### Directions
A line below contains "Target: rifle", and a later one contains "Target: green grass field". Repeat both, with every line between them, exactly.

### Data provided
== Segment start ==
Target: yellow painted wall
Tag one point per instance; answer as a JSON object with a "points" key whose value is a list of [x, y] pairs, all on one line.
== Segment end ==
== Segment start ==
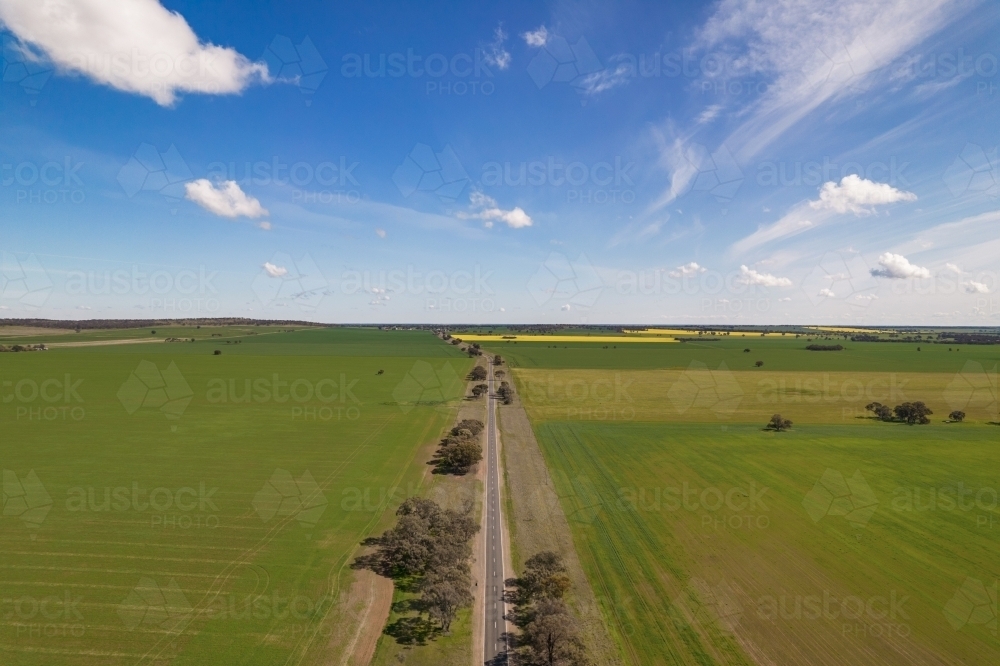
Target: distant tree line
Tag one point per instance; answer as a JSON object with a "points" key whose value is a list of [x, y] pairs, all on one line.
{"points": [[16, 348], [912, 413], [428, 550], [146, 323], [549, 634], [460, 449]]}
== Segment end ==
== Segment start ==
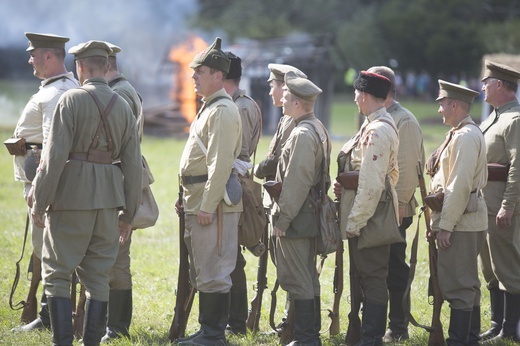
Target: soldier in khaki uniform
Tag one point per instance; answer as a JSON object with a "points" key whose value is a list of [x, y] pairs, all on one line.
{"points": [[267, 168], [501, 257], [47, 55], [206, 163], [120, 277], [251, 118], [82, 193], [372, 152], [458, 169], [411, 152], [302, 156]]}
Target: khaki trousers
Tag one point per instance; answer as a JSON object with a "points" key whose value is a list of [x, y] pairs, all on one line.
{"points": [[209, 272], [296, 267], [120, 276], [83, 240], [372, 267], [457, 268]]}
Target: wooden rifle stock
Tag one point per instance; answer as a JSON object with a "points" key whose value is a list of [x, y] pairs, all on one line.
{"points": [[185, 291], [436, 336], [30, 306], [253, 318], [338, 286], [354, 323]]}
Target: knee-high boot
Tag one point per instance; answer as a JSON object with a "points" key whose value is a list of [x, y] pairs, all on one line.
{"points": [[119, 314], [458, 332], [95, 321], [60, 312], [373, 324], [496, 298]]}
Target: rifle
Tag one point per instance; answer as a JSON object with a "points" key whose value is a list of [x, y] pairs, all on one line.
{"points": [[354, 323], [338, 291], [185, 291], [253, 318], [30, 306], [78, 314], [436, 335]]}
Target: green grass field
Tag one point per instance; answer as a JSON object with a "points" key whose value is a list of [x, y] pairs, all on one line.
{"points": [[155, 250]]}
== Segment end ==
### Solution below
Target: rifle
Tag one point per instance; answer as a JSON object with a "points" key whose value is a list of [x, y] pairs, all on one line.
{"points": [[354, 323], [338, 291], [185, 291], [253, 318], [30, 306], [78, 314], [436, 335]]}
Target: green grass field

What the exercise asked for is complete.